**EXERCISE MATERIAL:**
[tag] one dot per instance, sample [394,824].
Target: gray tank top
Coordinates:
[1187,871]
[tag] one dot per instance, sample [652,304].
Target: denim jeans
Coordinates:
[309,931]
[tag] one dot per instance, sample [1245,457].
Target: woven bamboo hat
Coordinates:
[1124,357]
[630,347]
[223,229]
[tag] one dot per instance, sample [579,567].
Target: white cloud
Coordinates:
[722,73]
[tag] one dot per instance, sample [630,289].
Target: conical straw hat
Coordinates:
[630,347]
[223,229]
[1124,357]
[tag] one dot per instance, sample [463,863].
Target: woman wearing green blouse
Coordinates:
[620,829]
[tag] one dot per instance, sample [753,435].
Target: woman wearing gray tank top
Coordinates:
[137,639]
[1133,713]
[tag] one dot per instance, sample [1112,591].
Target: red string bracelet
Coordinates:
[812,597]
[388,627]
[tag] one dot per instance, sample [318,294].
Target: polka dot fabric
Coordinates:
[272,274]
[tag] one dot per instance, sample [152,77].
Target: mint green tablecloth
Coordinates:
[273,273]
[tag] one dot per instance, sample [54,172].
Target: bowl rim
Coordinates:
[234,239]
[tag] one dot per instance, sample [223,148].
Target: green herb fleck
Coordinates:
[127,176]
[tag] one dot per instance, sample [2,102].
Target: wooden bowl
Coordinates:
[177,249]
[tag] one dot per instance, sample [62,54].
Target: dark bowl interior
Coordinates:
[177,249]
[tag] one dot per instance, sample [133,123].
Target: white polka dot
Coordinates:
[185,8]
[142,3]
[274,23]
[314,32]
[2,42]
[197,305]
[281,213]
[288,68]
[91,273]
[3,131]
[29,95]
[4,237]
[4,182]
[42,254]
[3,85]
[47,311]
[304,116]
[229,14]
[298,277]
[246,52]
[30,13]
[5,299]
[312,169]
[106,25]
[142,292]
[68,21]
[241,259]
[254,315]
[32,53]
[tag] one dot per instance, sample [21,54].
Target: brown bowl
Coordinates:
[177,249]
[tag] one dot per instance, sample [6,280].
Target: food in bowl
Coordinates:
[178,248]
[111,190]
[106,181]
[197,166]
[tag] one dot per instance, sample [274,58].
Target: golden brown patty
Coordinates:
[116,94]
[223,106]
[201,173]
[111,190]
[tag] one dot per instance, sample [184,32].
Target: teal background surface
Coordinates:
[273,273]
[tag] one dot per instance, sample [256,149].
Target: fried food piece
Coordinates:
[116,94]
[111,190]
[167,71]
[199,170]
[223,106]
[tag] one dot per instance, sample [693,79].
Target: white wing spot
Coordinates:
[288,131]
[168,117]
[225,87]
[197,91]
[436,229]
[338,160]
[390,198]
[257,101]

**TASK DESCRIPTION:** Return the material in full, exactly as shown.

**EXERCISE RESPONSE:**
[tag] one dot per instance, sample [394,824].
Target: gray tank top
Coordinates:
[1187,871]
[tag] one dot per instance, sample [652,304].
Target: denim jeans
Coordinates:
[309,931]
[tag] one dot per instance, sample [1245,457].
Target: woven bamboo hat
Coordinates:
[1124,357]
[630,347]
[223,229]
[tag] one dot per instance, sample [579,567].
Target: white cloud
Coordinates:
[722,73]
[tag] one dot per instance, sample [630,289].
Target: conical straw hat
Coordinates:
[630,347]
[223,229]
[1124,357]
[tag] one dot per instance, sample [463,863].
Target: woman wearing green blouse
Coordinates:
[620,829]
[tag] one dot per instance, sample [753,435].
Target: woman wearing gray tank top
Coordinates:
[137,639]
[1133,713]
[tag] one dot per instance, sample [1112,591].
Target: red string bracelet
Coordinates:
[812,597]
[388,627]
[tag] one dot per instance, sample [318,294].
Target: polka dot fabric
Coordinates:
[272,274]
[tag] one dot per instance, sample [152,77].
Target: mint green tablecloth
Coordinates:
[273,273]
[tag] one dot per instance, sample [54,172].
Target: bowl rim
Coordinates:
[234,239]
[tag] one dot per instance, sample [223,148].
Target: green herb fleck
Coordinates:
[127,176]
[tag] one dot per instance, sample [2,102].
Target: wooden bowl
Coordinates:
[177,249]
[tag] one dot per instance, sample [62,54].
Target: dark bowl interior
Coordinates:
[177,249]
[tag] one dot per instance, sample [133,123].
Target: white polka dot
Coordinates:
[185,8]
[142,3]
[274,23]
[314,32]
[2,42]
[197,305]
[281,213]
[288,68]
[91,273]
[3,131]
[29,95]
[4,237]
[4,182]
[42,254]
[3,85]
[47,311]
[304,116]
[229,14]
[298,277]
[246,52]
[30,13]
[5,299]
[312,169]
[106,25]
[142,292]
[68,21]
[241,259]
[254,315]
[32,53]
[tag] one dot per instance, sample [21,54].
Target: brown bowl
Coordinates:
[177,249]
[tag] one dot per instance, sample [6,280].
Target: food in bowl
Coordinates:
[178,248]
[111,190]
[106,181]
[197,166]
[tag] one dot per instance, sample [274,58].
Target: golden brown patty
Coordinates:
[116,94]
[223,106]
[201,173]
[111,190]
[tag] one dot per instance, sample [184,32].
Target: teal background surface
Coordinates:
[273,273]
[tag] one dot per instance, sample [256,149].
Target: fried food piece
Coordinates:
[116,94]
[111,190]
[167,71]
[199,170]
[223,106]
[tag] one dot per instance, sample [693,79].
Target: white wing spot
Coordinates:
[288,131]
[168,117]
[225,87]
[197,91]
[436,229]
[338,160]
[390,198]
[257,101]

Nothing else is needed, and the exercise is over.